* TASK STATEMENT: Could you transcribe every entry below exactly, leaving out the pictures?

* DATASET:
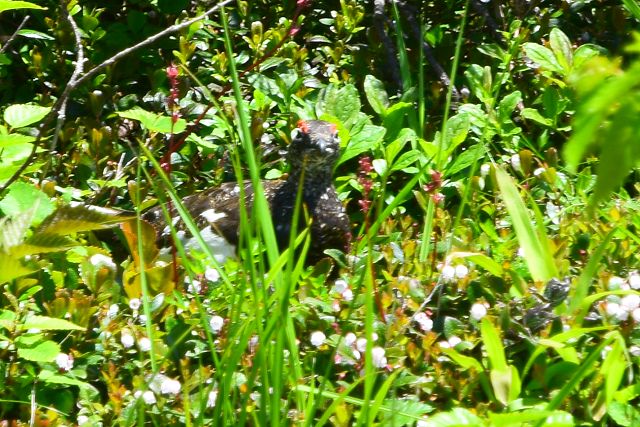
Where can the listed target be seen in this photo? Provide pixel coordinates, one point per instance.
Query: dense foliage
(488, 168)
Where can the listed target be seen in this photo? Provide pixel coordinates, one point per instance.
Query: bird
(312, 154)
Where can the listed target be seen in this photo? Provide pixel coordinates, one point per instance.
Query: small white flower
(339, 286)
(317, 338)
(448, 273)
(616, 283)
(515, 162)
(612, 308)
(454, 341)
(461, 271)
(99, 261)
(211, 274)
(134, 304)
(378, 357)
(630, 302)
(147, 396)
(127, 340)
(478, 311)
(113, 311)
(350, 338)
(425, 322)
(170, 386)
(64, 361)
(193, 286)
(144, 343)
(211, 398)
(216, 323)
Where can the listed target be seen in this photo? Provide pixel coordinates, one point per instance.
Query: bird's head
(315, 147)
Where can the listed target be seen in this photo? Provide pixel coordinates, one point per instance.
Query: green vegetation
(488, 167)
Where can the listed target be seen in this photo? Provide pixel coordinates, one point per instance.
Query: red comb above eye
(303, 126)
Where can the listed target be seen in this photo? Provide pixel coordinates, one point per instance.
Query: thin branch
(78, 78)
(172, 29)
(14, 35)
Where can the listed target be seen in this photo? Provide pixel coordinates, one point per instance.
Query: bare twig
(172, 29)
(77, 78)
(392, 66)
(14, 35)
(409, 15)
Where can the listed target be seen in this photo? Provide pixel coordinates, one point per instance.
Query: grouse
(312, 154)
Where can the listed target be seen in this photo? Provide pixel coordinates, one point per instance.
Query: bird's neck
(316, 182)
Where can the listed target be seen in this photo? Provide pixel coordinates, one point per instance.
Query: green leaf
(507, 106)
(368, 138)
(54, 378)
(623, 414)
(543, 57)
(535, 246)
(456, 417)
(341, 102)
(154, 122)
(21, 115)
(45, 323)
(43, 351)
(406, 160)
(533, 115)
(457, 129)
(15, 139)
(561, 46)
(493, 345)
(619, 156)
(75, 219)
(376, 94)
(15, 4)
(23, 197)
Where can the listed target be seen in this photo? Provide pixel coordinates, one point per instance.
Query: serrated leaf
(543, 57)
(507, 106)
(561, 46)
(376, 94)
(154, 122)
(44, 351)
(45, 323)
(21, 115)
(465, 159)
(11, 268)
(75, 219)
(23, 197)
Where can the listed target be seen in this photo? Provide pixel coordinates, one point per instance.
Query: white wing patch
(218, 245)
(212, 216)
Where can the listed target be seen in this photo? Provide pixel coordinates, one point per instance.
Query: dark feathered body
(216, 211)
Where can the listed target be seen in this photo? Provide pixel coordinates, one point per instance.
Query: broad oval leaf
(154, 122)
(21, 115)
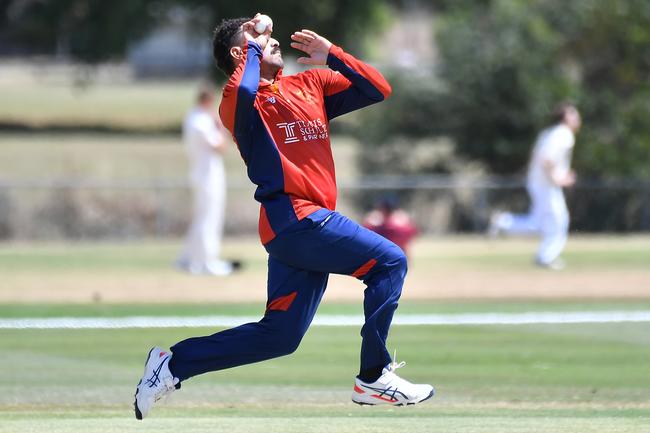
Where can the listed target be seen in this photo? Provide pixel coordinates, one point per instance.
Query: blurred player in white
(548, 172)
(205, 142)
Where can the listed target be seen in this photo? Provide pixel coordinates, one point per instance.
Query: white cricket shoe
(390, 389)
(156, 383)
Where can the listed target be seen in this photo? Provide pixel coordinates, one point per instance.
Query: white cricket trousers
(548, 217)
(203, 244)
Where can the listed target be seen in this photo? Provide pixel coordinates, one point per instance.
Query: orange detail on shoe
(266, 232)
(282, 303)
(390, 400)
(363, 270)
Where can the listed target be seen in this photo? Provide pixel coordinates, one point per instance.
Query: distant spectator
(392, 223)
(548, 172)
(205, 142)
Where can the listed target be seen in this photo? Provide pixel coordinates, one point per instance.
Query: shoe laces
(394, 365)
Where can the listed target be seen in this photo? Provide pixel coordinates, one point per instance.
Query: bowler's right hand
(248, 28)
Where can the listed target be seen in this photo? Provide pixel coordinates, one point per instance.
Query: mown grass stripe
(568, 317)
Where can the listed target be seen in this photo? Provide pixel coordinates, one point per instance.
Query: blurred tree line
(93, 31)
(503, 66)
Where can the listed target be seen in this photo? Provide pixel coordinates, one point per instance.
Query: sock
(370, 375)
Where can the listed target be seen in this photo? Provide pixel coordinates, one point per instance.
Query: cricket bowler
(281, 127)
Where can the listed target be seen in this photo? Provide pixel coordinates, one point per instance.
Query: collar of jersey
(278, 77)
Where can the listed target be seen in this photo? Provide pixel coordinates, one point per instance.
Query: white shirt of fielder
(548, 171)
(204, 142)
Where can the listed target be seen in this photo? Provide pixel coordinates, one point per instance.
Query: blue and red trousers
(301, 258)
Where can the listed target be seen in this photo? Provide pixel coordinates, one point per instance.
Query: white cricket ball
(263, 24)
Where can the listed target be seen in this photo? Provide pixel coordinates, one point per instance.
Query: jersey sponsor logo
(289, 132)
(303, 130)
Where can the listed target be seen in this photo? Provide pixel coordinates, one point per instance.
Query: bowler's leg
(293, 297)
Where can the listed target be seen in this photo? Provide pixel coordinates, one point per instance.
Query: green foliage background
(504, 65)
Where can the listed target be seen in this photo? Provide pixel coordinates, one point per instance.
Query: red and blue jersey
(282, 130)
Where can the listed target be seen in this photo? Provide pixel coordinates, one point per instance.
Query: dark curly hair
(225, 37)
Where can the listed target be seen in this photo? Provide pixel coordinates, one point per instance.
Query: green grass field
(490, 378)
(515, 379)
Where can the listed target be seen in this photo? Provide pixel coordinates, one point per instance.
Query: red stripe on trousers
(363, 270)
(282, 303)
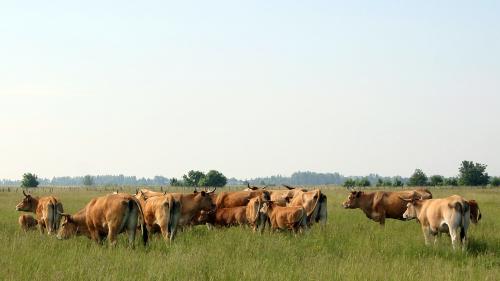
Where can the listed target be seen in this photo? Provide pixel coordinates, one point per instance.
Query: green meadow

* ANSWER BELOW:
Where can the listed target be seen in this photo? Provide pixel coordinates, one point per instance.
Query: dense foliage
(488, 168)
Where can the listed target be seen in this photo? Provide pixel coordinates, one point per instance.
Query: bird
(312, 154)
Where can the listed target be seen in this photo? Provide pixel coordinates, one point per instance.
Query: small white flower
(339, 286)
(317, 338)
(448, 273)
(616, 283)
(515, 162)
(612, 308)
(454, 341)
(461, 271)
(99, 261)
(211, 274)
(134, 304)
(378, 357)
(630, 302)
(147, 396)
(127, 340)
(478, 311)
(113, 311)
(350, 338)
(425, 322)
(170, 386)
(64, 361)
(193, 286)
(144, 343)
(211, 398)
(216, 323)
Where can the listed target be seen in this photo? Provide pixel coordinates, one point per instance.
Query: bird's head
(315, 147)
Where can the listed target be seen in this photo? Provide pixel coordinates, one point per instance.
Query: green vegetation
(488, 167)
Where can the listed target be seen in this photo? Provide pixel coordinates, one point per instance.
Query: red comb above eye
(303, 126)
Where can the listed target be seen in this photo? Provide pixel coordinates, one point per instance.
Query: thin branch
(78, 78)
(172, 29)
(14, 35)
Where can the listed target be seen in this photo? Provide pixel coordinates, one point per instance.
Query: bare twig
(172, 29)
(77, 78)
(392, 66)
(14, 35)
(409, 15)
Where can the listed target be seen in this photo? Provide pixel coordinates, one point per instance.
Query: grouse
(312, 154)
Where can the listed target be seen in this photo? Provide pixel coordinates, one point per instance.
Query: bird's neck
(316, 182)
Where can the listed target be seen in this photo? Provide pixel coordinates, one point per instance.
Query: green leaf
(507, 106)
(368, 138)
(54, 378)
(623, 414)
(543, 57)
(535, 246)
(456, 417)
(341, 102)
(154, 122)
(21, 115)
(45, 323)
(43, 351)
(406, 160)
(533, 115)
(457, 129)
(15, 139)
(561, 46)
(493, 345)
(619, 156)
(75, 219)
(376, 94)
(15, 4)
(23, 197)
Where can the listed target be seen in this photo? Provide pixel coordinates, one point per instance.
Query: serrated leaf
(543, 57)
(507, 106)
(561, 46)
(376, 94)
(154, 122)
(44, 351)
(45, 323)
(21, 115)
(465, 159)
(11, 268)
(75, 219)
(23, 197)
Where can the listed target be seen in this photo? Provide pixel coordinates, one point per instance.
Query: white wing patch
(218, 245)
(212, 216)
Where can the listed target be seen in this photo? Provide pixel coordinates, one point per instance.
Query: dark feathered body
(216, 211)
Where can the listed target be seen in this photo? Provide pixel coordinates, one point per instance.
Query: broad oval leaf
(154, 122)
(21, 115)
Where can the listed target be seen in this photo? Provide pixel coordinates, one point per instance.
Query: blurred player in white
(548, 172)
(205, 142)
Where can the listed target be seen in this photo? Provide pixel coordinates, one point per instance.
Query: white cricket shoe
(390, 389)
(156, 383)
Where can the listed target be seen in this photo? Provide pixel coordinates, one point per instance.
Query: white cricket trousers
(548, 217)
(203, 244)
Where can the listed target be seen in this photo? Provide pixel coordinates, one point per instance.
Query: orange detail on shoe
(266, 232)
(282, 303)
(390, 400)
(363, 270)
Where can the listed target be seen in this photo? Provide pixel coordinates, one point per instance.
Query: distant spectator
(392, 223)
(548, 172)
(205, 142)
Where can the listed target be seen in this photo? Provide pixel coordinates, one point per instance.
Query: shoe laces
(394, 365)
Where can the listed target be seen in this photo? Provide pixel coordinates, one point per instance.
Query: bowler's right hand
(248, 28)
Where can the listed target be seen in this photo? Provide pixel coordinates, one point per instance.
Query: mown grass stripe
(568, 317)
Where can the listed target be seen in this photo? Provide pixel coordinates, one point per instance.
Query: blurred tree line
(93, 31)
(503, 66)
Where can the listed target be seen in this photo? Provide pixel coordinates, one point per instance.
Query: sock
(370, 375)
Where can the listed target be seen in this photo? Provide pixel coordinates, one point per instance.
Query: cricket bowler
(281, 127)
Where can the listed target be seen in this photo? Provide pixel coordinates, one point per instance.
Query: collar of jersey
(278, 77)
Where can the listed target be seen in this photo? Provide pixel coordinates, one point per instance.
Query: white shirt of fielder
(548, 171)
(204, 142)
Where can the listed target be seen in this photo? Provide pixel coordinates, one point per instance.
Query: blue and red trousers
(301, 258)
Where can the listed target be seen in this photo? Provide pixel coordinates, one point per instance.
Query: white cricket ball
(263, 24)
Where can the listed target be seen in this photo? Provide pixel coordinates, one point per instance.
Query: jersey sponsor logo
(289, 132)
(303, 130)
Where can the listed target be seen in this photo? Provide pixel coordinates, one point per instance.
Query: bowler's leg
(293, 297)
Where can the listed target be seen in this photo? Provide pixel coordinates, one point per instance.
Query: green foliage background
(504, 65)
Where can the listed target be seen in this photo? Provide pixel coordinates, one point per instance.
Query: red and blue jersey
(282, 130)
Where can the listed target be seen in this photo? Provide pixel coordinates, one point per instance.
Query: dark curly hair
(225, 37)
Where can the listed target be seen in this photo? Provide pixel coordinates, one point per instance.
Query: green grass field
(490, 378)
(515, 379)
Where can the listed target be seen in this photo? Provide pixel coordinates, one point per instance.
Query: red stripe on trousers
(363, 270)
(282, 303)
Where can the listed target be seen in this photo? Provide pixel coordinates, one point per instance.
Query: green meadow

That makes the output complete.